§ **Selected extract**
-- Start --

Juan Happy Love Story is a 2016 Philippine television drama  comedy romance series broadcast by GMA Network. Directed by L.A. Madridejos, it stars Dennis Trillo and Heart Evangelista. It premiered on May 16, 2016 on the network's Telebabad line up replacing Because of You. The series concluded on September 2, 2016 with a total of 80 episodes. It was replaced by Someone to Watch Over Me in its timeslot.

The series is streaming online on YouTube.

Premise
The story revolves around Juan dela Costa and Happy. The two meet each other when Juan rescue Happy from a thief. Their romance leads to a wedding. Their relationship with their families is opposed and the couple can't have child on their own, so they decided to adopt one instead.

Cast and characters

Lead cast
 Dennis Trillo as Juan dela Costa, Jr.

-- End --

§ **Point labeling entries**
-- Start --

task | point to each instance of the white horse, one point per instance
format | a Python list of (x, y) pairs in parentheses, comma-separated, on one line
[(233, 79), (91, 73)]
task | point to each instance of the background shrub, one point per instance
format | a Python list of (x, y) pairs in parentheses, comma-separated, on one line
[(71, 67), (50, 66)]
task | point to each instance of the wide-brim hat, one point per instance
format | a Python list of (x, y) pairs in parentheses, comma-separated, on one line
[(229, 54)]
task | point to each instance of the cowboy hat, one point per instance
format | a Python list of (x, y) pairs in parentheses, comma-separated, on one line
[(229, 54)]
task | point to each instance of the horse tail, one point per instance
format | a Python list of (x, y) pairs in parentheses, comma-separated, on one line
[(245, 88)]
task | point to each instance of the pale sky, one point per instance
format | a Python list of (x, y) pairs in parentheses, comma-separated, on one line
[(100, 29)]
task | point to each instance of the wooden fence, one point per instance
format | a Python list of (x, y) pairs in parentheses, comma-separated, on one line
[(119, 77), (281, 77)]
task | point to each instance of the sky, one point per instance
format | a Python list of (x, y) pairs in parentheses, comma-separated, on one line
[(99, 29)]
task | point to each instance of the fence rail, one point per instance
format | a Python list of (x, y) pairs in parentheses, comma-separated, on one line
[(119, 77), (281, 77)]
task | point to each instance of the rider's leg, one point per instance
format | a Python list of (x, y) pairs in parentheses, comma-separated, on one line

-- End --

§ **Short task**
Repeat the passage of the text on the Juan Happy Love Story series from "Juan Happy Love" to "online on YouTube.". The entries have no connection to the text about the series.

§ **The completed task**
Juan Happy Love Story is a 2016 Philippine television drama  comedy romance series broadcast by GMA Network. Directed by L.A. Madridejos, it stars Dennis Trillo and Heart Evangelista. It premiered on May 16, 2016 on the network's Telebabad line up replacing Because of You. The series concluded on September 2, 2016 with a total of 80 episodes. It was replaced by Someone to Watch Over Me in its timeslot.

The series is streaming online on YouTube.